- _Selected text_
*-*-*
Think about fasting
A study in 2009 by Harvard University and the Beth Israel Deaconess Medical Center in Boston found that by manipulating your ‘eating clock’, rather than your ‘sleep clock’, humans can adjust better to time changes. This research suggests fasting a minimum of 12 hours before you would eat breakfast at your new destination, which should offset jet lag before you’ve even stepped onto the plane. Taking this idea one step further is the Argonne Anti-Jet-Lag-Diet. Released in 1983, the plan suggests alternating feast and fast days to prepare the body for travel, manipulating the internal clock to transition to the new timezone quicker.
“Magnesium maintains the healthy level of GABA (a neurotransmitter that promotes sleep) in the body,” says nutritionist and founder of GP Nutrition, Gabriela Peacock. The company’s Fly Me programme combines science and natural supplement to prep your body for jetting off. Its protein powder is a meal replacement for when you’re up in the air (so you can skip unhealthy sugar- and salt-filled snacks) while a dose of magnesium will help you sleep when you arrive.
*-*-*
- _The data_
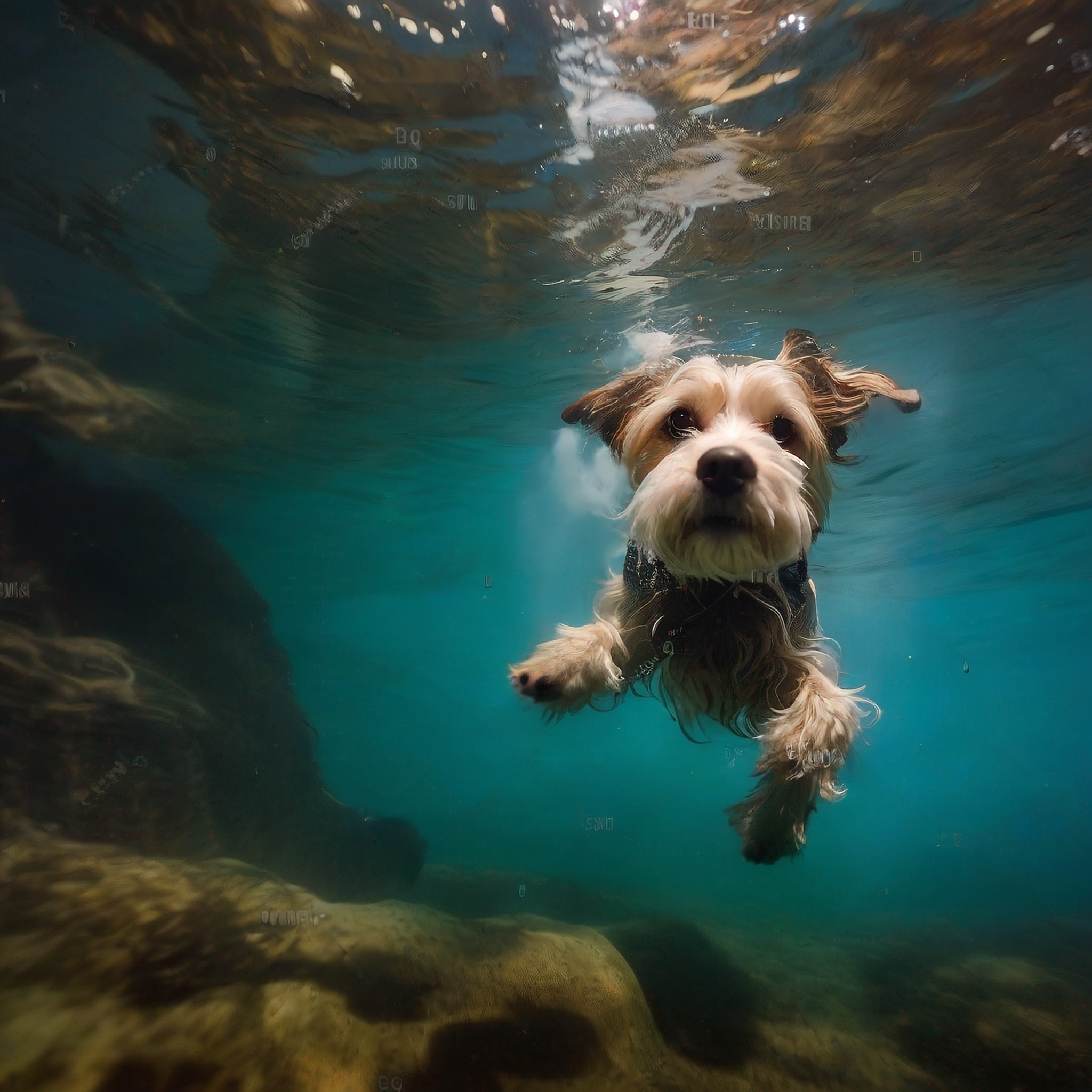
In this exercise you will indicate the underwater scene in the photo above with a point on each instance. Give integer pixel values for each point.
*-*-*
- _Assignment_
Could you resume the jet lag advice text after its last sentence and keep it going in the same style? The listing after the jet lag advice text is separate material.

- _Exercise output_
Book a massage
You can relieve tired limbs and stimulate blood flow with a massage tailored to post-flight stresses. “Massages help alleviate the symptoms of jet lag by stimulating the lymphatic system and circulation in general, relieving bloating, loosening up joints and easing muscle tension,” says Jenya Emets, founder of the Cloud Twelve wellness club. If you land at night, choose a relaxing massage with nourishing oils to help your skin rehydrate. If you arrive during the day, opt for an invigorating massage to activate limbs and increase blood circulation. The Padabhyanga Massage at Cloud Twelve is designed to correct the imbalances that jet lag causes and includes lymphatic drainage and personalised ayurvedic oils.
To booze or not to booze?
“Alcohol is a central nervous system depressant and has effects as strong as many sleeping pills, depending on how large a ‘dose’ is taken,” says Dr Colin Espie, a sleep expert from the University of Oxford and co-founder of Sleepio, a sleep improvement programme. “Consequently, it can make a person feel sleepy and may also result in them falling asleep more quickly.” The catch? “Using alcohol as a sleep aid isn’t a good idea. Its beneficial effects for inducing sleep tend to be short-lived, and overall, people tend to view alcohol-related sleep as being of a poorer and less restorative quality.” Stick to still water instead.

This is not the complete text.